**Explore the material:**
1. Reproduce the stretch of the journal review from "Reviewed by: Cheryl" through "to physical education.", changing "editorial board" to "advisory board".
2. Condense the paragraph of the journal review that begins "According to the journal’s website" into a bulleted list that keeps its main facts.

**Text shown:**

Reviewed by: Cheryl LaGuardia, Research Librarian, Harvard University
According to the journal’s website, “The main objective of [the UCT Journal of Social Sciences and Humanities Research /] UJSSHR is to provide an intellectual platform for the international scholars. UJSSHR aims to promote interdisciplinary studies in Humanities Research and social science and become the leading journal in these fields.” Towards that end, presumably, the journal’s editorial board includes members from around the world, including Germany, Malaysia, Italy, Portugal, Sri Lanka, Spain, Romania, India, Lebanon, and Iran. Several board members belong to departments of accounting and management; others are in departments ranging from education, media studies, psychology, and social work to physical education.

**Source material:**
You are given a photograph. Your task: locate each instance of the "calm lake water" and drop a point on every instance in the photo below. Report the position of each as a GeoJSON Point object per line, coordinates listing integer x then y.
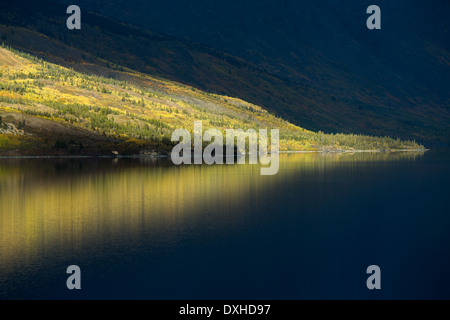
{"type": "Point", "coordinates": [146, 229]}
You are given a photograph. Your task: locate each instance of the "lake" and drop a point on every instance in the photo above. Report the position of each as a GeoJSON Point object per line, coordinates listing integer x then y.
{"type": "Point", "coordinates": [147, 229]}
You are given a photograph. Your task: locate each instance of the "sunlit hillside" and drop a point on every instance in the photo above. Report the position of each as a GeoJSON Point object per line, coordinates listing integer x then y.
{"type": "Point", "coordinates": [46, 109]}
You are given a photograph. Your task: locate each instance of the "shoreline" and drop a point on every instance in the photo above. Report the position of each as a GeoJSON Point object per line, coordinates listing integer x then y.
{"type": "Point", "coordinates": [168, 156]}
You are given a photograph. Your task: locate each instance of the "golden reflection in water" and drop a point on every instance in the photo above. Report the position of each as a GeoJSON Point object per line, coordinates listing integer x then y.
{"type": "Point", "coordinates": [60, 205]}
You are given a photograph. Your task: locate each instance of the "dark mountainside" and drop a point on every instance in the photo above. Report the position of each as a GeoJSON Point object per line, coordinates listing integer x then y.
{"type": "Point", "coordinates": [312, 62]}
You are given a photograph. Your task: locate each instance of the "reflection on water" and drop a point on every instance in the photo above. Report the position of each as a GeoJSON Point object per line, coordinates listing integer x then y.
{"type": "Point", "coordinates": [55, 211]}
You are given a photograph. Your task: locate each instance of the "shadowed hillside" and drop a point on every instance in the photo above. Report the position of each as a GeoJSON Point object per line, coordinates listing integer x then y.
{"type": "Point", "coordinates": [46, 109]}
{"type": "Point", "coordinates": [315, 67]}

**Task-by-task outputs:**
1.
Reviewed by: Cheryl LaGuardia, Research Librarian, Harvard University
According to the journal’s website, “The main objective of [the UCT Journal of Social Sciences and Humanities Research /] UJSSHR is to provide an intellectual platform for the international scholars. UJSSHR aims to promote interdisciplinary studies in Humanities Research and social science and become the leading journal in these fields.” Towards that end, presumably, the journal’s advisory board includes members from around the world, including Germany, Malaysia, Italy, Portugal, Sri Lanka, Spain, Romania, India, Lebanon, and Iran. Several board members belong to departments of accounting and management; others are in departments ranging from education, media studies, psychology, and social work to physical education.

2.
- The journal's stated main objective is to provide an intellectual platform for international scholars.
- It aims to promote interdisciplinary studies in humanities research and social science and to become the leading journal in these fields.
- Its editorial board includes members from Germany, Malaysia, Italy, Portugal, Sri Lanka, Spain, Romania, India, Lebanon, and Iran.
- Several board members belong to departments of accounting and management.
- Others are in departments ranging from education, media studies, psychology, and social work to physical education.